→ **SOURCE PASSAGE**
## Begin

Re: Speed up COPY FROM text/CSV parsing using SIMD

Nazir Bilal Yavuz <byavuz81@gmail.com>

From: Nazir Bilal Yavuz <byavuz81@gmail.com>

To: Shinya Kato <shinya11.kato@gmail.com>

Cc: pgsql-hackers@postgresql.org

Date: 2025-08-11T08:52:25Z

Lists: pgsql-hackers

Commits

Same data as JSON: GET /api/v1/messages/:b64id/commits the thread's linked commits as JSON, with link sources. API reference →

Optimize COPY FROM (FORMAT {text,csv}) using SIMD.
- e0a3a3fd5361 19 (unreleased) landed
Speedup COPY FROM with additional function inlining.
- dc592a41557b 19 (unreleased) landed
doc: Fix incorrect wording for --file in pg_dump
- 07961ef86625 19 (unreleased) cited

Attachments

v2-0001-Feedback.txt (text/plain)

Hi,

On Thu, 7 Aug 2025 at 14:15, Nazir Bilal Yavuz <byavuz81@gmail.com> wrote:
>
> On Thu, 7 Aug 2025 at 04:49, Shinya Kato <shinya11.kato@gmail.com> wrote:
> >
> > I have implemented SIMD optimization for the COPY FROM (FORMAT {csv,
> > text}) command and observed approximately a 5% performance
> > improvement. Please see the detailed test results below.

## End

→ **REQUIRED WORK**
1. Retype the stretch of the SIMD COPY FROM message from "Same data as" through "v2-0001-Feedback.txt (text/plain)", word for word.
2. Can you extend the mailing-list message on speeding up COPY FROM with SIMD, picking up right after its final sentence?
The records that follow come from a separate source and are unrelated to the mailing-list message.

→ **DATA ROWS**

## Begin

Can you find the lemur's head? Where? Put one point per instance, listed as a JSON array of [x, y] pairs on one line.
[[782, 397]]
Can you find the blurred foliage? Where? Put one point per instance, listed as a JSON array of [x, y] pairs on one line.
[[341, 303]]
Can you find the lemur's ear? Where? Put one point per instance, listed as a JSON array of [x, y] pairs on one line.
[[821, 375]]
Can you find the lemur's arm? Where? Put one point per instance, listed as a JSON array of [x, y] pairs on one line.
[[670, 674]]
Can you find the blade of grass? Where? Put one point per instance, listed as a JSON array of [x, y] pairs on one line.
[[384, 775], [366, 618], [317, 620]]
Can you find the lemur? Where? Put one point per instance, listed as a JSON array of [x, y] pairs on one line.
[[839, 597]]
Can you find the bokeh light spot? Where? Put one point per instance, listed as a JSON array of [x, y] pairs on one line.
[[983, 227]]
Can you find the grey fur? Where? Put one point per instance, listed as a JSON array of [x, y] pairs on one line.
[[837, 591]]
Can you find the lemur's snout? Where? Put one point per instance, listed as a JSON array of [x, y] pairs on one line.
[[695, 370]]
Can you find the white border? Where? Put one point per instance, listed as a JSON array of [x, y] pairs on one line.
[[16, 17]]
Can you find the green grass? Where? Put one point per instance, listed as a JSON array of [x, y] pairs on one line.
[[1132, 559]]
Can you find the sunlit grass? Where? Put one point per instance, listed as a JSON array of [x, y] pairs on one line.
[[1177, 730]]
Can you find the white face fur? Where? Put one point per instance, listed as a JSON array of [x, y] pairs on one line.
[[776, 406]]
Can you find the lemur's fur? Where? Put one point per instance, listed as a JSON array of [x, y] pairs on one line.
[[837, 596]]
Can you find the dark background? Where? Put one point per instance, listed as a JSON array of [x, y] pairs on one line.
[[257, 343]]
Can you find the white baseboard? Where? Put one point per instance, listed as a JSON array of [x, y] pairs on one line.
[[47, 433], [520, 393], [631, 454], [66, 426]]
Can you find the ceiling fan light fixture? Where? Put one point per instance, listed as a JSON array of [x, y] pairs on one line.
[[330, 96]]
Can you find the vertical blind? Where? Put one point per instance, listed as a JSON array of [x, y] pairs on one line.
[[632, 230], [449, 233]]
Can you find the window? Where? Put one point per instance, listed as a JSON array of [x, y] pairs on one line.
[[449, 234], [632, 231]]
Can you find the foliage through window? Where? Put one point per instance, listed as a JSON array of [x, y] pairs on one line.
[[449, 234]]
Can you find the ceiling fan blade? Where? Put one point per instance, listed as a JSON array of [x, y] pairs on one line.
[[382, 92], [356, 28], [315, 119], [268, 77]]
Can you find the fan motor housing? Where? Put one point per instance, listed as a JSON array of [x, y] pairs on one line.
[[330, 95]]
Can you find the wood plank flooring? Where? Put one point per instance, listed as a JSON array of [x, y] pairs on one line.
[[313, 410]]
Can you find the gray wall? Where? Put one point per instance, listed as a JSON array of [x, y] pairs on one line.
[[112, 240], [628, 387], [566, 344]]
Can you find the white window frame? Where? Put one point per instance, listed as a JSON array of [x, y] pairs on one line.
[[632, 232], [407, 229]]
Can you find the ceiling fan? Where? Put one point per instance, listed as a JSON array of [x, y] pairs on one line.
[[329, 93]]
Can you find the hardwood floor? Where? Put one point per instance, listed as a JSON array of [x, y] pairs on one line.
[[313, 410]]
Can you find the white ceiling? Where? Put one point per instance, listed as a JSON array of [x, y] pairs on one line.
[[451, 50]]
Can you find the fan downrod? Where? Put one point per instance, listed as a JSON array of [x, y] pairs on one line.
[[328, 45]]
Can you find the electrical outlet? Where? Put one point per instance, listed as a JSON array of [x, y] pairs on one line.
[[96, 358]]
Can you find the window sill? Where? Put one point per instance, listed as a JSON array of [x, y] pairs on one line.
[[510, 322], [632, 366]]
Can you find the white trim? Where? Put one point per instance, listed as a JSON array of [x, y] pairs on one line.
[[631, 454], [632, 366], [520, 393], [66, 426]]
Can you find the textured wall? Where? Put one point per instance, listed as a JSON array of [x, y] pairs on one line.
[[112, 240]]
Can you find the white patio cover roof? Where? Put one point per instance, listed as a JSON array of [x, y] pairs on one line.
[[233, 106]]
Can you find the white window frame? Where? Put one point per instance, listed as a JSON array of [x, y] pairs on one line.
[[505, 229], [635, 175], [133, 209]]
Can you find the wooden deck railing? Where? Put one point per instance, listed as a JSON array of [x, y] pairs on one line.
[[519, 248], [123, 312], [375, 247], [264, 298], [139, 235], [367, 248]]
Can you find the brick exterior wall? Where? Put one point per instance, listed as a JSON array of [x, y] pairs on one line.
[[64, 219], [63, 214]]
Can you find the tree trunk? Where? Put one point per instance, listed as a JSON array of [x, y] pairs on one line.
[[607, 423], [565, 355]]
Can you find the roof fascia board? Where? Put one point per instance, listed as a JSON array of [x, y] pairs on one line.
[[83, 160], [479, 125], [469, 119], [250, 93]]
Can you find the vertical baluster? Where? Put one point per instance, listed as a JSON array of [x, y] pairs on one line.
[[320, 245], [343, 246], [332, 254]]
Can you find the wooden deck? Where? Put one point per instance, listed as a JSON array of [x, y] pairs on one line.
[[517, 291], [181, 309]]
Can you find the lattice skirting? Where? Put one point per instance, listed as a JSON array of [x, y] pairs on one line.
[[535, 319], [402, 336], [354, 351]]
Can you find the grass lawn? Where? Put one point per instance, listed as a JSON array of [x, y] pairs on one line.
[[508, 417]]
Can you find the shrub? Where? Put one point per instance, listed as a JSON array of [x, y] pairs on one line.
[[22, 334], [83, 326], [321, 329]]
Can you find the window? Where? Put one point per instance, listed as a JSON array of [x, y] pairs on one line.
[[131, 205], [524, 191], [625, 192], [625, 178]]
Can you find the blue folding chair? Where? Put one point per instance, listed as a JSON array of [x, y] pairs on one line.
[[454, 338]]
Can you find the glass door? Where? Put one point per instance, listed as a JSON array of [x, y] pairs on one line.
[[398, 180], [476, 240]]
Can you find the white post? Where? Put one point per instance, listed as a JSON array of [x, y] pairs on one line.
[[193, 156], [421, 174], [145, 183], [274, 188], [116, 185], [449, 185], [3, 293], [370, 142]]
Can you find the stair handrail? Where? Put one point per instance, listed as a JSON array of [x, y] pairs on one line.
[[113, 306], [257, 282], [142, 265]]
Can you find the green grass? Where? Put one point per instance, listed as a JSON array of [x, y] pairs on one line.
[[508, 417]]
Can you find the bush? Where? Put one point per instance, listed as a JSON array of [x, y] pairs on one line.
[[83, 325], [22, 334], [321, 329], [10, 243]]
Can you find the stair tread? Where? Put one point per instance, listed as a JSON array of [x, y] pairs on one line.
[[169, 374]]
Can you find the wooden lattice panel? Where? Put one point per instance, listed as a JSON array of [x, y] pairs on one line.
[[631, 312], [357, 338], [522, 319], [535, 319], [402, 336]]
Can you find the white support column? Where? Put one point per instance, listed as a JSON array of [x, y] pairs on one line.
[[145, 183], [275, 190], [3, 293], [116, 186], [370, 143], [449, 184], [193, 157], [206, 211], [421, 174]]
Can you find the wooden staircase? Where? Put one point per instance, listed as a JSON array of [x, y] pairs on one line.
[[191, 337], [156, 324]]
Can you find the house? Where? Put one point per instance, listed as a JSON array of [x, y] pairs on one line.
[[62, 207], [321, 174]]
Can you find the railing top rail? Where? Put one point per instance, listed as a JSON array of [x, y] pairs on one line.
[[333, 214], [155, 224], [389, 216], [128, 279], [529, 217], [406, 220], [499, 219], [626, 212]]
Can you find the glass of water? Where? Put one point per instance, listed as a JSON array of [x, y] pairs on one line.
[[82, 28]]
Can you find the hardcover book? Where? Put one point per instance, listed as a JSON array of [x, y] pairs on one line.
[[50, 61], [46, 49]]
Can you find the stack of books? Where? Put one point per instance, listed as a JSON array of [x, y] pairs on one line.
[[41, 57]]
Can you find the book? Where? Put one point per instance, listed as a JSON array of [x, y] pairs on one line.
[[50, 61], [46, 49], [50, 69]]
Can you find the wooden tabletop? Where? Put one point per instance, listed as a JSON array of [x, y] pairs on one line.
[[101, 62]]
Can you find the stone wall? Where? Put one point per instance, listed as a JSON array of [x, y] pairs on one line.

## End

→ **ANSWERS BY TASK**
1.
Same data as JSON: GET /api/v1/messages/:b64id/commits the thread's linked commits as JSON, with link sources. API reference →

Optimize COPY FROM (FORMAT {text,csv}) using SIMD.
- e0a3a3fd5361 19 (unreleased) landed
Speedup COPY FROM with additional function inlining.
- dc592a41557b 19 (unreleased) landed
doc: Fix incorrect wording for --file in pg_dump
- 07961ef86625 19 (unreleased) cited

Attachments

v2-0001-Feedback.txt (text/plain)

2.
>
> Also, I did a benchmark on text format. I created a benchmark for line
> length in a table being from 1 byte to 1 megabyte.The peak improvement
> is line length being 4096 and the improvement is more than 20% [1], I
> saw no regression on your patch.

I did the same benchmark for the CSV format. The peak improvement is
line length being 4096 and the improvement is more than 25% [1]. I saw
a 5% regression on the 1 byte benchmark, there are no other
regressions.

> What do you think about adding SIMD to CopyReadAttributesText() and
> CopyReadAttributesCSV() functions? When I add your SIMD approach to
> CopyReadAttributesText() function, the improvement on the 4096 byte
> line length input [1] goes from 20% to 30%.

I wanted to try using SIMD in CopyReadAttributesCSV() as well. The
improvement on the 4096 byte line length input [1] goes from 25% to
35%, the regression on the 1 byte input is the same.

CopyReadAttributesCSV() changes are attached as feedback v2.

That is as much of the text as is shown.